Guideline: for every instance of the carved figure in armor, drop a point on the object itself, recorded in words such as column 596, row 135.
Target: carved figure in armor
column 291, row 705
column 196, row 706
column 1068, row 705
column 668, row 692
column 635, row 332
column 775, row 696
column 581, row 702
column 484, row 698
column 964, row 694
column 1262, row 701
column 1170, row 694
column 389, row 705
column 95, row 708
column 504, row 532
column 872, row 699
____________________
* _Goal_: Reproduce the data from its first line through the line containing "column 668, row 692", substituting "armored statue" for "carved figure in armor" and leaving all else unchanged.

* _The completed task_:
Guideline: for every instance of the armored statue, drop a point on the object itself, recorded in words such as column 596, row 135.
Target: armored statue
column 291, row 705
column 196, row 706
column 1068, row 705
column 668, row 692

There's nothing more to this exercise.